↓↓↓

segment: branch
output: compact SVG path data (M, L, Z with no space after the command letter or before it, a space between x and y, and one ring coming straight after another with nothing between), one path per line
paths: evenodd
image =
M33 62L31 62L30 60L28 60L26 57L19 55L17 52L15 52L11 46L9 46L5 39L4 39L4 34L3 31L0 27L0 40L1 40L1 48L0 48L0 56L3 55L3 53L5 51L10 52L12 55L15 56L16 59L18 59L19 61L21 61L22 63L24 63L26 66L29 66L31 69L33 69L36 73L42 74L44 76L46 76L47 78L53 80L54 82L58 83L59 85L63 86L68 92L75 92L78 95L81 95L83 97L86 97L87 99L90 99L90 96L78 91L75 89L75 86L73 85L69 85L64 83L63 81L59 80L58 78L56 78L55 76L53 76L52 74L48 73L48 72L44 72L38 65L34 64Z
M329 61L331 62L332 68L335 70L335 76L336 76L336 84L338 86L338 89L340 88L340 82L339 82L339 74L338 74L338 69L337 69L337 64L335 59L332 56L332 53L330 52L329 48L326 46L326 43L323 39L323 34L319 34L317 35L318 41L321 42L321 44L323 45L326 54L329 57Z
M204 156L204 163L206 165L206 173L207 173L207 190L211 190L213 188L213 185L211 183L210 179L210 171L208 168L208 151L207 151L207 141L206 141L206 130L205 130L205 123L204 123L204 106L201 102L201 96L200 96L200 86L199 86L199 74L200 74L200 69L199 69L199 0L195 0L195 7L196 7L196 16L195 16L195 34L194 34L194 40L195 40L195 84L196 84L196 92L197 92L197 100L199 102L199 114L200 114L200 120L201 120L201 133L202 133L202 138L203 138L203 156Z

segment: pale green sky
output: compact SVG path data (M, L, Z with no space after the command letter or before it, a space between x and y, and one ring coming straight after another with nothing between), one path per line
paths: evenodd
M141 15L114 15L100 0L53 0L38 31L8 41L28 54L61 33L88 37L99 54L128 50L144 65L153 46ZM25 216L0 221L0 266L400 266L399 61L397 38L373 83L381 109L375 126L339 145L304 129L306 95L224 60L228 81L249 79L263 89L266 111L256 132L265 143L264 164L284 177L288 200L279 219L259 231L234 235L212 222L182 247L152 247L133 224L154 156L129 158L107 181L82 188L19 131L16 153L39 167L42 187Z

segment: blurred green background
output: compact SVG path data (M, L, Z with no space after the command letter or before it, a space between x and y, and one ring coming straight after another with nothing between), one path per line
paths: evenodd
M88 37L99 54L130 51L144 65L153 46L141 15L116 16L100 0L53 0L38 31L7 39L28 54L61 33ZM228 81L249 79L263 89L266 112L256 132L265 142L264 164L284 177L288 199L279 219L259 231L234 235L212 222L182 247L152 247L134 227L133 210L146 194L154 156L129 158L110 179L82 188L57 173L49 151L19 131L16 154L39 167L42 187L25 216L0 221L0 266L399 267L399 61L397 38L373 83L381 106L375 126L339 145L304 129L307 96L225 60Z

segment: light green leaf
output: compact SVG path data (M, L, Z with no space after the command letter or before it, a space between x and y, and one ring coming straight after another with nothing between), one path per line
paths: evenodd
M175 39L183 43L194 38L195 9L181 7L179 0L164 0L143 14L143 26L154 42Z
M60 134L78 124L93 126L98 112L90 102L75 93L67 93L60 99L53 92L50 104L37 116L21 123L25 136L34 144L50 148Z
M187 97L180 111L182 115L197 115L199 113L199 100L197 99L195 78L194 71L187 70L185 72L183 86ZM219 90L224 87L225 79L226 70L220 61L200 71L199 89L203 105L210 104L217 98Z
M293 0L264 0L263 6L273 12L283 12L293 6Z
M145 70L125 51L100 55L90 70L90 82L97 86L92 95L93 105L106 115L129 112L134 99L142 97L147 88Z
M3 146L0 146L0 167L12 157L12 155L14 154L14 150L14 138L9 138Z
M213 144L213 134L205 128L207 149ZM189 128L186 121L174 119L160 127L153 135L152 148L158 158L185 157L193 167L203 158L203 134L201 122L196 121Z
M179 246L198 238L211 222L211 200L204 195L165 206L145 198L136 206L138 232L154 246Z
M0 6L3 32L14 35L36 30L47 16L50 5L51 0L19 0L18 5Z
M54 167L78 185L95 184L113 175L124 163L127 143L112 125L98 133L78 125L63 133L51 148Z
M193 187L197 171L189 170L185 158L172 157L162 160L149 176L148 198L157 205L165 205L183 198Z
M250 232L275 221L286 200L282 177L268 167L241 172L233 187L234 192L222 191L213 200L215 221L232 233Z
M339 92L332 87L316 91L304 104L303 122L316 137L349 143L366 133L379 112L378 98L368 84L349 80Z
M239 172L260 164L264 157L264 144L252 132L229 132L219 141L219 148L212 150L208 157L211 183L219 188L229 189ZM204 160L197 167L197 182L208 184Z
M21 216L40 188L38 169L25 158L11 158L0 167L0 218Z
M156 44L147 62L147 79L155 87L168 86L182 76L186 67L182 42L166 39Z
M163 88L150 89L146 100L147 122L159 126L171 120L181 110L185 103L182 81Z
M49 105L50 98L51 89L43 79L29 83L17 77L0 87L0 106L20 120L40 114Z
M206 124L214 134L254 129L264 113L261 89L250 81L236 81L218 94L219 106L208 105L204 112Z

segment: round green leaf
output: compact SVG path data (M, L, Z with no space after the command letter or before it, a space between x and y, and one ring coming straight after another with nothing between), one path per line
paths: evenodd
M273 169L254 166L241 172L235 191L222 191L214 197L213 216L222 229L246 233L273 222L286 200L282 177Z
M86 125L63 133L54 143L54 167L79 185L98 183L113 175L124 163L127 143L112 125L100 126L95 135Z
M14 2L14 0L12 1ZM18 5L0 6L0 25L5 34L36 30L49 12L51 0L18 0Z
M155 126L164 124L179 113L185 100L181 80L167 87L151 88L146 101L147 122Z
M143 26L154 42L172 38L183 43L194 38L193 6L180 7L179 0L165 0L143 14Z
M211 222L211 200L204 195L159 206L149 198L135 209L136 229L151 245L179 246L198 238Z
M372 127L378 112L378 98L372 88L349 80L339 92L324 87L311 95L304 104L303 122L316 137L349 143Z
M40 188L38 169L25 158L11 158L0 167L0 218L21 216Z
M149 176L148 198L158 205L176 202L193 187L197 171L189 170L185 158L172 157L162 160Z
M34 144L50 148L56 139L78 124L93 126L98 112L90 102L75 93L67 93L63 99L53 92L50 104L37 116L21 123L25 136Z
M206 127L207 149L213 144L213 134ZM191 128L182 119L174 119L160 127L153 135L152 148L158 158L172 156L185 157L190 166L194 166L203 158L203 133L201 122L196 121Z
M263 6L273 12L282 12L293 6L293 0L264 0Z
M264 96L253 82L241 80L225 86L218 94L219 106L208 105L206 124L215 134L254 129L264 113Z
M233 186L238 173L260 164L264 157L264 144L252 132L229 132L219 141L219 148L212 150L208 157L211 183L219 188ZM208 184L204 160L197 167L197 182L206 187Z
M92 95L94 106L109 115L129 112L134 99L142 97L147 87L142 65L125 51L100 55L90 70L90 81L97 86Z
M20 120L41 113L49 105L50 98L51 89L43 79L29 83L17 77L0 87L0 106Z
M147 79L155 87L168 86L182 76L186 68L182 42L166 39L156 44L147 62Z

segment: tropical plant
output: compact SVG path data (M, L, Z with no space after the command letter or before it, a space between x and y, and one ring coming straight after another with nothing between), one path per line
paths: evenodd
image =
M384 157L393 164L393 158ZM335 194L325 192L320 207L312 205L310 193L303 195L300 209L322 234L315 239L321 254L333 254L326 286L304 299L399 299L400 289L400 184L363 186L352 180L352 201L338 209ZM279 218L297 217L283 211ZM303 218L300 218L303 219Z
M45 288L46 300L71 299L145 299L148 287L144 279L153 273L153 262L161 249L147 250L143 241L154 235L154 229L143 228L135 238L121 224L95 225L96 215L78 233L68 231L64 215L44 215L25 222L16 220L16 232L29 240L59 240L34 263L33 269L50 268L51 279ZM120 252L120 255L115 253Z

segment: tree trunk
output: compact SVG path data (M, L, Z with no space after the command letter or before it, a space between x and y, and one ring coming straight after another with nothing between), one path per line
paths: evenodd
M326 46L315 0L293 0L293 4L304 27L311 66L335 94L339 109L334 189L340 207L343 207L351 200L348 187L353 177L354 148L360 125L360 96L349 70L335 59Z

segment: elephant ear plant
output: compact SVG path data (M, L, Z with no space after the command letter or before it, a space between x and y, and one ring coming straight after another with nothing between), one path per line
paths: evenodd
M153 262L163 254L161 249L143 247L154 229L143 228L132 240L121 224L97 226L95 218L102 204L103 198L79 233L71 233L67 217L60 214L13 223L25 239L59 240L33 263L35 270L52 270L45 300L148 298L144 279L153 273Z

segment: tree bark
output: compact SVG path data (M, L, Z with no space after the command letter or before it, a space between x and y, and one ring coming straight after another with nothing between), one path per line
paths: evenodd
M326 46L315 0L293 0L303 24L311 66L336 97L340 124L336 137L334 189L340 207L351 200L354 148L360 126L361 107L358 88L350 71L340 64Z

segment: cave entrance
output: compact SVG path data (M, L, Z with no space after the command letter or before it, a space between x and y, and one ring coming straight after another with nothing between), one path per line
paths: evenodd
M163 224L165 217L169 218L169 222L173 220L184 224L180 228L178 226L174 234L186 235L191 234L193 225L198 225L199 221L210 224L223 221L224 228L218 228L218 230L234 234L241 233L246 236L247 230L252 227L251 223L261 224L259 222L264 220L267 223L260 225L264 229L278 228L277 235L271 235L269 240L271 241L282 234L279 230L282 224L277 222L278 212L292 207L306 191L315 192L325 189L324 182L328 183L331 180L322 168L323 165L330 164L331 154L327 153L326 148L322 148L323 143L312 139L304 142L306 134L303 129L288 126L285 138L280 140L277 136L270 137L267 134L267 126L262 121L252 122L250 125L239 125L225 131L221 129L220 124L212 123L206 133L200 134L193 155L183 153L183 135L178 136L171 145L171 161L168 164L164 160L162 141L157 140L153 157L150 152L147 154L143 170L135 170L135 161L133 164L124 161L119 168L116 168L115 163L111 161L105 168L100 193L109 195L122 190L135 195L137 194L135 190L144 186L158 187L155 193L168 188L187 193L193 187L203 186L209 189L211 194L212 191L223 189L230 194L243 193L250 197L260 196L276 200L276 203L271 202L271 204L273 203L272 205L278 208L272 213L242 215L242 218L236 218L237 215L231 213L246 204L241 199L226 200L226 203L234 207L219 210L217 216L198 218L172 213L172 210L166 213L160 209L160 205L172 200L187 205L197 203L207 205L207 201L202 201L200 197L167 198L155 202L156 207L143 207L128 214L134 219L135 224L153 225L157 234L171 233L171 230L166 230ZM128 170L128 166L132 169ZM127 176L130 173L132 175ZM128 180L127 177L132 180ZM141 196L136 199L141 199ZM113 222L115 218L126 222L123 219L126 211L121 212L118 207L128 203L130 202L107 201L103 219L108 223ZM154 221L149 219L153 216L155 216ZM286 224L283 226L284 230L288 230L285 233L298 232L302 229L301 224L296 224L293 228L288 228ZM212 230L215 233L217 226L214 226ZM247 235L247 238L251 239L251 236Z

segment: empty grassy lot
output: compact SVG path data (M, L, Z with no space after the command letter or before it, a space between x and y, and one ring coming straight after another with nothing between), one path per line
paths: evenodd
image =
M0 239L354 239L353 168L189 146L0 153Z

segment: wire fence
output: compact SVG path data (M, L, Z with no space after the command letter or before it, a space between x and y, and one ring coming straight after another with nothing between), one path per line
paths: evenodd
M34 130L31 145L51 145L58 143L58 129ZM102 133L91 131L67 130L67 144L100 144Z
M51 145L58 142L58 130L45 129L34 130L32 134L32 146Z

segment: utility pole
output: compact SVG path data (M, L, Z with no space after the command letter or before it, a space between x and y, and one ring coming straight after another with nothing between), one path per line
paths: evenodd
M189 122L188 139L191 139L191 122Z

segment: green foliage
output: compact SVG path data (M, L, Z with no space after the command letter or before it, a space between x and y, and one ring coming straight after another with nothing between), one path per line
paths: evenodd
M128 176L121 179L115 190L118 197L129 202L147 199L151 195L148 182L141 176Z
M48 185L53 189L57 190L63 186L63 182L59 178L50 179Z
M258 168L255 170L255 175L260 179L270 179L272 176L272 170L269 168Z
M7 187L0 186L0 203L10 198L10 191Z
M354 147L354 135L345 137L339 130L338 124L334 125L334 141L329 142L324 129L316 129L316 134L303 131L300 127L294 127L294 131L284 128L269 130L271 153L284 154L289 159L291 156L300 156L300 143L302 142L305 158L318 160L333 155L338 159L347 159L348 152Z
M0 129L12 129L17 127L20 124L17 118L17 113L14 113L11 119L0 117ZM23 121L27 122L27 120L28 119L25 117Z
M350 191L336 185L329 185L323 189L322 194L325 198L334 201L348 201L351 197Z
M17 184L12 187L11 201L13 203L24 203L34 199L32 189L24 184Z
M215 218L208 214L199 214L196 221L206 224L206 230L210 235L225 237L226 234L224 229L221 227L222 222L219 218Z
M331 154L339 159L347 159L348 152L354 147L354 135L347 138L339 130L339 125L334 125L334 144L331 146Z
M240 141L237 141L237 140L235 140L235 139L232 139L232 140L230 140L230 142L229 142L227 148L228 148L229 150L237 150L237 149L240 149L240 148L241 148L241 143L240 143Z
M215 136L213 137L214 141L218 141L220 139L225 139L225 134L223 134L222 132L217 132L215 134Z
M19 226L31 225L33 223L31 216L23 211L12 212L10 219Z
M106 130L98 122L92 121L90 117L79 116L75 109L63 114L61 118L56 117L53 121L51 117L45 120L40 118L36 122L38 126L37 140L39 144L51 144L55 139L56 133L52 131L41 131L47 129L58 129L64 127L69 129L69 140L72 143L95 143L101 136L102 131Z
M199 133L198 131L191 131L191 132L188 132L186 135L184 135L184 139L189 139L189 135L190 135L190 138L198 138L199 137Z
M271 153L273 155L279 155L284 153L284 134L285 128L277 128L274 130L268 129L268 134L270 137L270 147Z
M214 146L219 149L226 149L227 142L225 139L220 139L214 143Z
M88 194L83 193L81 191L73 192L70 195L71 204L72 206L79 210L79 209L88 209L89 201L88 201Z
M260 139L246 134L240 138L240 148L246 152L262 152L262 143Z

↑↑↑

What is required:
In the entries above, restate word for word the lines between the one holding "segment: blurred green background" and the one holding "segment: light green leaf", inclusive, and nothing besides.

Solution for this task:
segment: blurred green background
output: compact SVG path data (M, L, Z with no space after the command letter or before it, a space between x and y, and one ring coming straight after another with nothing between), one path per line
paths: evenodd
M88 37L99 54L130 51L144 65L153 46L141 15L116 16L100 0L53 0L38 31L7 39L28 54L61 33ZM228 81L249 79L263 89L266 112L256 132L265 142L264 164L284 177L288 199L279 219L259 231L234 235L212 222L182 247L152 247L134 227L133 210L146 194L154 156L129 158L110 179L82 188L57 173L49 151L19 131L16 154L39 167L42 187L25 216L0 221L0 266L399 267L399 61L397 38L373 83L381 106L375 126L339 145L304 129L307 96L225 60Z

segment: light green leaf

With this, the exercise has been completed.